◆ **Work task A**
In the article about the Center for Biomolecular Condensates, answer:
(i) In what role did Nadia Erkamp join Pappu's lab?
(ii) On what date was the Center's kickoff symposium held?
(iii) What professorship does Rohit Pappu hold?
◆ **Work task B**
List every institution or organizational unit named in the article about the Center for Biomolecular Condensates.

◆ **Excerpt to read**
Center for Biomolecular Condensates attracts collaborators from around the world

After meeting Rohit Pappu at a conference last summer, Nadia Erkamp joined Pappu’s lab as a visiting researcher

Shawn Ballard 

When the Center for Biomolecular Condensates launched last fall, director Rohit Pappu, the Gene K. Beare Distinguished Professor in biomedical engineering in the McKelvey School of Engineering at Washington University in St. Louis, knew it would be a game changer, both in terms of the cutting-edge research the Center would support and the collaborations it would cultivate. 

“A key mission of the Center for Biomolecular Condensates is to develop technologies, uncover the relevant physical principles and apply these to study and understand how condensates function in live cells,” Pappu said at the Center’s kickoff symposium Oct. 14, 2022. “This is one of the more important topics in cell biology today and one that is attracting attention across disciplines.”

◆ **Source material**
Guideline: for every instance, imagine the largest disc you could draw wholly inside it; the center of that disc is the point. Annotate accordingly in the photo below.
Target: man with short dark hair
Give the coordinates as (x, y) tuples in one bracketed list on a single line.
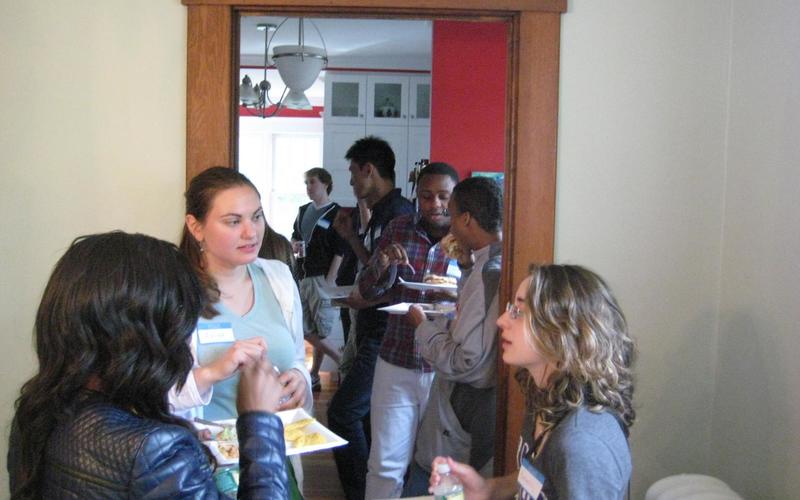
[(372, 177), (460, 418), (318, 264), (407, 249)]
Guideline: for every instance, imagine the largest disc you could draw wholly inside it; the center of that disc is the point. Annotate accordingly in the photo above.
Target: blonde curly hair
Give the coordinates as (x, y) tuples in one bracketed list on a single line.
[(575, 321)]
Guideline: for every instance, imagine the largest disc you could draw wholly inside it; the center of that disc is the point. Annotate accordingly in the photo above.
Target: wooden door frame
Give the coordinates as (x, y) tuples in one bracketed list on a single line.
[(531, 124)]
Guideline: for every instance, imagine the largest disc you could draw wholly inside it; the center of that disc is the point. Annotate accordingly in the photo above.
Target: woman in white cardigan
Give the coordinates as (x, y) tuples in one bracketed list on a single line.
[(253, 305)]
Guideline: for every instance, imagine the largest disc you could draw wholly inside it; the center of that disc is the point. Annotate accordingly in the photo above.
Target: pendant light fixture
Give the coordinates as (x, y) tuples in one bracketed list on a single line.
[(298, 66)]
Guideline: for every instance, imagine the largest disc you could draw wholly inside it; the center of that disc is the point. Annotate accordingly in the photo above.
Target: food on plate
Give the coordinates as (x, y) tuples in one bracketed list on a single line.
[(227, 434), (229, 451), (297, 437), (308, 439), (300, 424), (452, 248), (437, 279)]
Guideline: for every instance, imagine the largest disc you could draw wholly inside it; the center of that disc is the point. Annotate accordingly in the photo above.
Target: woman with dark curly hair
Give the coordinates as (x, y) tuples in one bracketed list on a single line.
[(567, 332), (112, 336)]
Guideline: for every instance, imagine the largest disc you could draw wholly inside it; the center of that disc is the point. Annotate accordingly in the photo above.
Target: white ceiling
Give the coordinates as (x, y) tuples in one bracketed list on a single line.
[(344, 38)]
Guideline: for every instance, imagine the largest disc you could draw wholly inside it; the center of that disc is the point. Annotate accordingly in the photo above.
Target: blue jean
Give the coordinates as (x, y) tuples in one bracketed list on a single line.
[(417, 482), (348, 416)]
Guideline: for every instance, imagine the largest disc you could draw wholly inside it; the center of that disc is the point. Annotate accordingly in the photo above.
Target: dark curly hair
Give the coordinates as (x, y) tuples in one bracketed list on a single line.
[(200, 194), (115, 316)]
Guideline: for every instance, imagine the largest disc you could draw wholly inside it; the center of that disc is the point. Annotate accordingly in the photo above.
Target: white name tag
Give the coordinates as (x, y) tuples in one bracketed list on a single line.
[(530, 480), (215, 333)]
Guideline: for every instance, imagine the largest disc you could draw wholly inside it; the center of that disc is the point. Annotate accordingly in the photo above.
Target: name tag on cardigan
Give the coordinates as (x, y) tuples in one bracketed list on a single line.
[(215, 333), (530, 480)]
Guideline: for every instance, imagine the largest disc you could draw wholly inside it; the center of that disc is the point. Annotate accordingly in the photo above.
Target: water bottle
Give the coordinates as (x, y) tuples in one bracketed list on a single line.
[(449, 487)]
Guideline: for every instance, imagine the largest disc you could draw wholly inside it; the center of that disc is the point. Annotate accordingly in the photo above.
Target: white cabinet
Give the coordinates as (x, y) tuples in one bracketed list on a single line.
[(419, 101), (345, 98), (387, 100), (395, 108)]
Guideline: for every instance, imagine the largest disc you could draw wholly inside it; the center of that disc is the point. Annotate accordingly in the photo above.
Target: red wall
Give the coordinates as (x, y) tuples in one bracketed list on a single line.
[(468, 95)]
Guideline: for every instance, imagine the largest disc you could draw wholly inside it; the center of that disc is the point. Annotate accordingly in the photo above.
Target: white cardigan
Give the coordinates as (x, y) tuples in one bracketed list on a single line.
[(188, 403)]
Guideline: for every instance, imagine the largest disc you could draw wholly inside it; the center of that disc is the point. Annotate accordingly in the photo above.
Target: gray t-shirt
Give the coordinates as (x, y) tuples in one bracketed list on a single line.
[(310, 218), (586, 456)]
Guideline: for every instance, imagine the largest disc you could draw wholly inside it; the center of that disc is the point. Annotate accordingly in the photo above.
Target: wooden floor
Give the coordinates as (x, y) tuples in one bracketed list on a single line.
[(321, 481)]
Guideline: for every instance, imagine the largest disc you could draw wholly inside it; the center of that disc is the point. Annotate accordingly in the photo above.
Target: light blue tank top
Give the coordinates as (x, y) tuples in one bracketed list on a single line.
[(265, 319)]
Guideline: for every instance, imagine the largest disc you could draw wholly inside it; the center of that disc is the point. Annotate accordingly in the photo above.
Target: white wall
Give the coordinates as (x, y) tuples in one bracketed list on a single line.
[(756, 426), (639, 200), (92, 138)]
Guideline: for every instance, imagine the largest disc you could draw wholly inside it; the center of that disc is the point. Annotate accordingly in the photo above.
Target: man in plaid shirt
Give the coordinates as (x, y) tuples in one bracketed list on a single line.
[(402, 379)]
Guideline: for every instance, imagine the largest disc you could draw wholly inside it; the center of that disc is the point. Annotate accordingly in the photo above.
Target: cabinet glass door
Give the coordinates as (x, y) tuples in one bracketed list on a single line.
[(387, 100), (420, 101), (345, 98)]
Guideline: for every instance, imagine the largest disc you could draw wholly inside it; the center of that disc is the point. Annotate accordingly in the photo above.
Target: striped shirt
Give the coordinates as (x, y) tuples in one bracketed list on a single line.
[(398, 346)]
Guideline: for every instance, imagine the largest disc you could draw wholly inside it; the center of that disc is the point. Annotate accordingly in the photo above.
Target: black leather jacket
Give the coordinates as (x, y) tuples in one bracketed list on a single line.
[(107, 452)]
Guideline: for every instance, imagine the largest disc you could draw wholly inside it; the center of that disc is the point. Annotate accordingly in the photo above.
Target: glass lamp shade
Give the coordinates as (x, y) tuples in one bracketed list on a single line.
[(247, 93), (298, 66)]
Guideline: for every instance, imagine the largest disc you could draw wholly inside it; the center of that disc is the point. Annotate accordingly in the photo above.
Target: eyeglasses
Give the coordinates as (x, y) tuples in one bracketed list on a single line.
[(513, 311)]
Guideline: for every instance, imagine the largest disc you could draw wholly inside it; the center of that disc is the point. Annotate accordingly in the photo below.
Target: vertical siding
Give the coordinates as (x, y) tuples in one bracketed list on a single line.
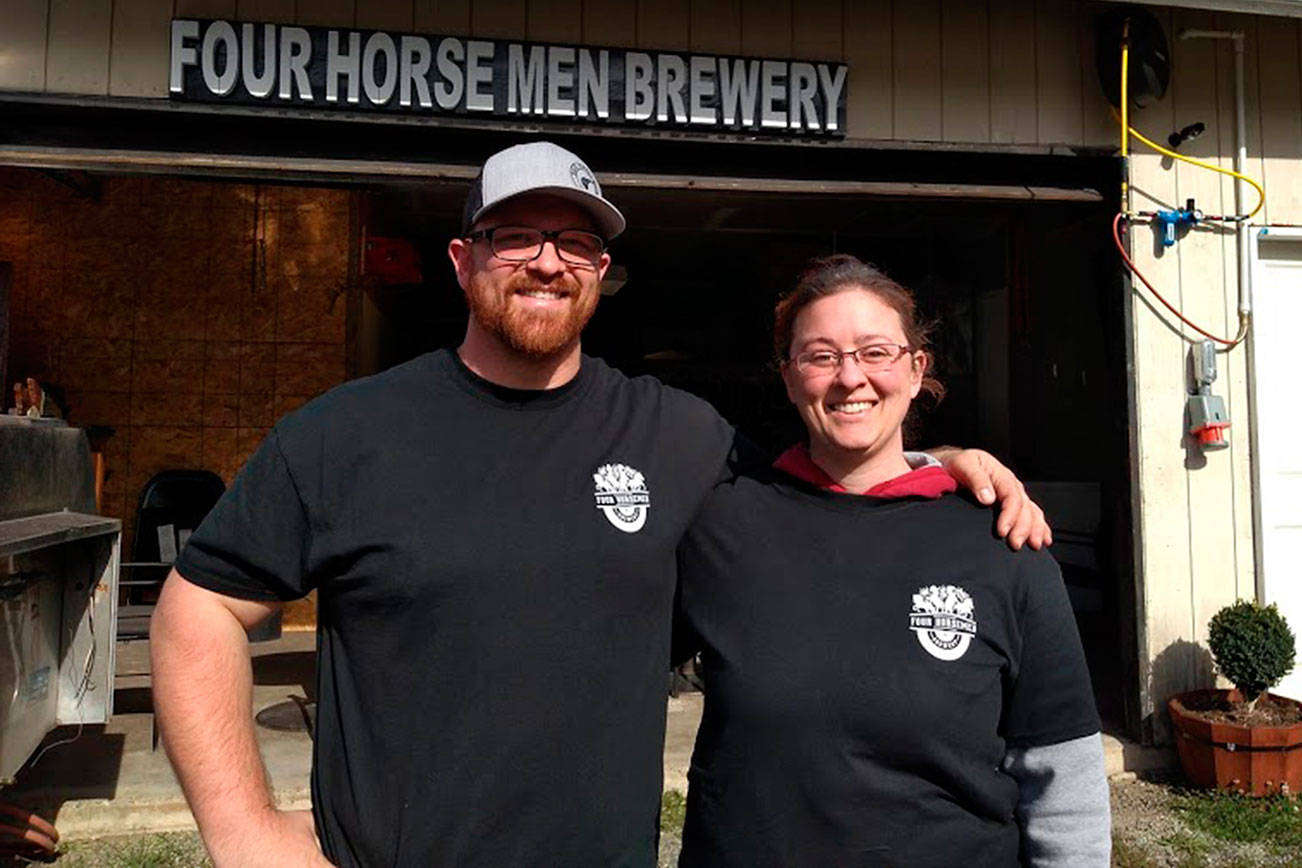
[(965, 70), (611, 24), (277, 12), (1281, 122), (664, 24), (1057, 72), (915, 81), (716, 26), (205, 8), (1160, 387), (817, 30), (387, 14), (498, 18), (555, 20), (138, 54), (77, 47), (1238, 398), (442, 16), (870, 55), (1098, 126), (766, 27), (22, 46), (1206, 285), (1012, 72)]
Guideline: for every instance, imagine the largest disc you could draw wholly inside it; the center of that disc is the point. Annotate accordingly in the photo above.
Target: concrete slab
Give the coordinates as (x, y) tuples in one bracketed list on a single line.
[(112, 780)]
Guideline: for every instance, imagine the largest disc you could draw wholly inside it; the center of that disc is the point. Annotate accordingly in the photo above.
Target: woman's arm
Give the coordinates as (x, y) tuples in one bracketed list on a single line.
[(1063, 808)]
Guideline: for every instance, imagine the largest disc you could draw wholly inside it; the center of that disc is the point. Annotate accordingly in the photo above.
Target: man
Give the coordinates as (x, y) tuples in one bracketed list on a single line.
[(494, 553)]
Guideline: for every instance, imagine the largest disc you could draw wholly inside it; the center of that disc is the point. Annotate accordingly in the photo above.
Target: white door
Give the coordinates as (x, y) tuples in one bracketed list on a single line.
[(1277, 402)]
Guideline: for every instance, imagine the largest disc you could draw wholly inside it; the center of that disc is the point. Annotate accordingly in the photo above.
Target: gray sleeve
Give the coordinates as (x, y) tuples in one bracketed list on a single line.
[(1064, 810)]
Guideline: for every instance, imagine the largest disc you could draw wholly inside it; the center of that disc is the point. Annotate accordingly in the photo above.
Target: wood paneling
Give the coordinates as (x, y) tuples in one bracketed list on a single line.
[(555, 20), (766, 27), (915, 63), (716, 26), (1281, 121), (664, 24), (138, 59), (277, 12), (225, 9), (77, 54), (1237, 397), (1057, 73), (611, 24), (22, 46), (1206, 284), (1099, 129), (326, 13), (499, 18), (1012, 72), (965, 70), (817, 30), (869, 52), (443, 17), (386, 14)]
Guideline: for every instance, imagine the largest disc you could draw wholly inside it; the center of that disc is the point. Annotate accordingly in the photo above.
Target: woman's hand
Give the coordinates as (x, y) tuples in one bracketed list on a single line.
[(1020, 518)]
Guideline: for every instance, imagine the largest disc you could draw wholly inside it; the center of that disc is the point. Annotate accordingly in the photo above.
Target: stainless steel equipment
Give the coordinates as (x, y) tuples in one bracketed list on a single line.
[(59, 566)]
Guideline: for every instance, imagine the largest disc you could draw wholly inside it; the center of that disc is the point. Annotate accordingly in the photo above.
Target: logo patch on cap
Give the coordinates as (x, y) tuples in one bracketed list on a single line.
[(583, 178)]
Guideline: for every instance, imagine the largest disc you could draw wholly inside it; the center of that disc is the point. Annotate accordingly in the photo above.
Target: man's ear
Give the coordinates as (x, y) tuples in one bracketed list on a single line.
[(461, 253)]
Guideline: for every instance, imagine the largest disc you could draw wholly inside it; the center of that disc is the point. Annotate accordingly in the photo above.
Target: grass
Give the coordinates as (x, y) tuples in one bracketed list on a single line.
[(1275, 820), (673, 811), (171, 850)]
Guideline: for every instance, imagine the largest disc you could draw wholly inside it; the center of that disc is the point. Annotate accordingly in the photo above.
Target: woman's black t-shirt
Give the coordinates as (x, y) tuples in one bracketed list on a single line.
[(867, 663)]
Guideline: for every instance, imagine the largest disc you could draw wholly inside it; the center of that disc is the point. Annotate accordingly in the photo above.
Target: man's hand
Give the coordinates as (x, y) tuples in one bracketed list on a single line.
[(1020, 518), (275, 840)]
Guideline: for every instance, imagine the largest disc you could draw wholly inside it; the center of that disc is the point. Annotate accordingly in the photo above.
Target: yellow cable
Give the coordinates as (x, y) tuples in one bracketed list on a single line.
[(1125, 81), (1175, 155), (1260, 191), (1125, 116)]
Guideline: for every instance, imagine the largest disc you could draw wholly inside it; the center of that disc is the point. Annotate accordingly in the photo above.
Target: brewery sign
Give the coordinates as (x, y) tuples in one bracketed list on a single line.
[(376, 70)]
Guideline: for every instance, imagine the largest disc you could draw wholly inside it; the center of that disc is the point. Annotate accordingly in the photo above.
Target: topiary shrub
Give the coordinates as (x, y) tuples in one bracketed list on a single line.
[(1253, 647)]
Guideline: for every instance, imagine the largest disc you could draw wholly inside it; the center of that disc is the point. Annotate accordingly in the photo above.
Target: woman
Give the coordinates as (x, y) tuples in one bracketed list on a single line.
[(886, 682)]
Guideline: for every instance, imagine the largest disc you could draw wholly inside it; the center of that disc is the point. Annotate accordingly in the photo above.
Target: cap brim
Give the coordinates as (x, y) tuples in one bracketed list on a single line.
[(607, 217)]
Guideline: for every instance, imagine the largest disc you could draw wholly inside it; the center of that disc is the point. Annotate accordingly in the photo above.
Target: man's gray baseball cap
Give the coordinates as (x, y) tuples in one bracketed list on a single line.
[(540, 167)]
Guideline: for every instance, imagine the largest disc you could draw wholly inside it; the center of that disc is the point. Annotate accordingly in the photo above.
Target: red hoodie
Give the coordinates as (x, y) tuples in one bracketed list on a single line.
[(926, 482)]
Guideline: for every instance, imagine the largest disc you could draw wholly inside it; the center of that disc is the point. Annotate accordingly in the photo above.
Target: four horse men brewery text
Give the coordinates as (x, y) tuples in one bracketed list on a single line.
[(376, 70)]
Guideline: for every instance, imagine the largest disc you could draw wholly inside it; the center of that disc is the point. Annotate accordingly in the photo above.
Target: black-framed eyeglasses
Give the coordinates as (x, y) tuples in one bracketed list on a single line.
[(871, 358), (524, 244)]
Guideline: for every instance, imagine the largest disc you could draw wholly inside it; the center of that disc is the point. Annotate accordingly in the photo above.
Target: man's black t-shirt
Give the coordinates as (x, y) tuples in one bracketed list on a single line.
[(495, 571), (867, 663)]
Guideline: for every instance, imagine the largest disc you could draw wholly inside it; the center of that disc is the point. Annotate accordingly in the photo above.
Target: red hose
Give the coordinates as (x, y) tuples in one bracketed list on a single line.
[(1121, 249)]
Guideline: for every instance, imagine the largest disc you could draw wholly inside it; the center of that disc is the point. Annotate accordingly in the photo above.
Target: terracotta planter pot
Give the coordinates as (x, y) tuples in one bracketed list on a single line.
[(1257, 760)]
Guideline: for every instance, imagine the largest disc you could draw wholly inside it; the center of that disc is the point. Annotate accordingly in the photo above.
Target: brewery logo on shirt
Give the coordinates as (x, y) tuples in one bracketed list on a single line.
[(944, 620), (623, 495)]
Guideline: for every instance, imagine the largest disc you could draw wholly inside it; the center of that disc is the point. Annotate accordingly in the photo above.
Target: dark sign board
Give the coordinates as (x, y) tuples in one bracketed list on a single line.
[(284, 65)]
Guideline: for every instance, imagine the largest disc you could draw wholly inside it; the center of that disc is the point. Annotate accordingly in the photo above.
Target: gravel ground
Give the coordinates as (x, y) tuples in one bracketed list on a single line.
[(1147, 833)]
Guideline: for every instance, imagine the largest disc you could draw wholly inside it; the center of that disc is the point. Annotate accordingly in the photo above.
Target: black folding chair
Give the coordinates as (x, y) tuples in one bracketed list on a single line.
[(171, 506)]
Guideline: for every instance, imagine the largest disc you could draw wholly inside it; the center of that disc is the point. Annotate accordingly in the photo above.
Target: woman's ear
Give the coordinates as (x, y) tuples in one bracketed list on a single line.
[(917, 371)]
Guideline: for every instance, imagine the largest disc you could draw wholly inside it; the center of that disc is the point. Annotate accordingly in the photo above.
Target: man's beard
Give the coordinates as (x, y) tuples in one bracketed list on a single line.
[(537, 335)]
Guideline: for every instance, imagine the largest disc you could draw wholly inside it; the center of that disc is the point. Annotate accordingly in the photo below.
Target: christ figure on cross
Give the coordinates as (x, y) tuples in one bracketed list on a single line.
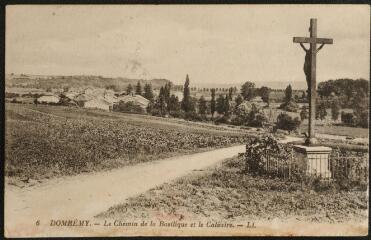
[(310, 72), (307, 65)]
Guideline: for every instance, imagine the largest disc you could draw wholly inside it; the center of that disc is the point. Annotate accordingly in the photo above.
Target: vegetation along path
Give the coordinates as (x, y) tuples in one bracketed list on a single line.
[(89, 194)]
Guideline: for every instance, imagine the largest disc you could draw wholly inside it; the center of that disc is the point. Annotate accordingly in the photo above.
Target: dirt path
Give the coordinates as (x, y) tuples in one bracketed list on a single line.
[(84, 196)]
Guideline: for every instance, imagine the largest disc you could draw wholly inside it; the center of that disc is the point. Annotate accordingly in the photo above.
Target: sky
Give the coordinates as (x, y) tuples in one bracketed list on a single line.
[(211, 43)]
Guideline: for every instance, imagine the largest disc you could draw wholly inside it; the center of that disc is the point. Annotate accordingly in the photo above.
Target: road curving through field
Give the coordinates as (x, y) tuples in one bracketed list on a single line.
[(29, 211)]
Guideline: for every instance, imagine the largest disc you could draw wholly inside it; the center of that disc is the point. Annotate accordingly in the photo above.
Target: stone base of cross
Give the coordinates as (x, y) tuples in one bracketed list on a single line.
[(316, 158)]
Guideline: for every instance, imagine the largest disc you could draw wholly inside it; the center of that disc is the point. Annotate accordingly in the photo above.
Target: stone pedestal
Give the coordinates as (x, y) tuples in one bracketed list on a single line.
[(316, 159)]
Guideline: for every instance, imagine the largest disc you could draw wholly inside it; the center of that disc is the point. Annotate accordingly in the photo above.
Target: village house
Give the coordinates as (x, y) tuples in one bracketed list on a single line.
[(97, 103), (258, 101), (136, 99)]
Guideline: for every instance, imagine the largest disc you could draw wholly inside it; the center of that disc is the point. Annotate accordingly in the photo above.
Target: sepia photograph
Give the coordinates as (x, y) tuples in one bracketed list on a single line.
[(186, 120)]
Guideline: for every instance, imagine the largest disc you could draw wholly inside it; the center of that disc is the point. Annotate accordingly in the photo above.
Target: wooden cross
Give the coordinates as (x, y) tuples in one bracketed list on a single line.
[(311, 72)]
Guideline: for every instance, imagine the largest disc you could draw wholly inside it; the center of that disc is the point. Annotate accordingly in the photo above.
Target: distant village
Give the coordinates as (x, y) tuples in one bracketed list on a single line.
[(94, 98)]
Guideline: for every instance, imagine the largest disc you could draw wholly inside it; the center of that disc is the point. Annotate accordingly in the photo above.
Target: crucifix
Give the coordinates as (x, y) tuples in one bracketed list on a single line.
[(310, 72)]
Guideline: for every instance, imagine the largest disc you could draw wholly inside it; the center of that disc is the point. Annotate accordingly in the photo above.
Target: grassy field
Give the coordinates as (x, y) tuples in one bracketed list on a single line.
[(48, 141), (225, 193)]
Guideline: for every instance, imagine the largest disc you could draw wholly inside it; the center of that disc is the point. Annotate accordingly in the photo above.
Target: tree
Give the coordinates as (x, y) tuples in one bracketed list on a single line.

◆ **Final answer A**
(i) As a visiting researcher.
(ii) Oct. 14, 2022.
(iii) The Gene K. Beare Distinguished Professor in biomedical engineering.

◆ **Final answer B**
Center for Biomolecular Condensates
McKelvey School of Engineering
Washington University in St. Louis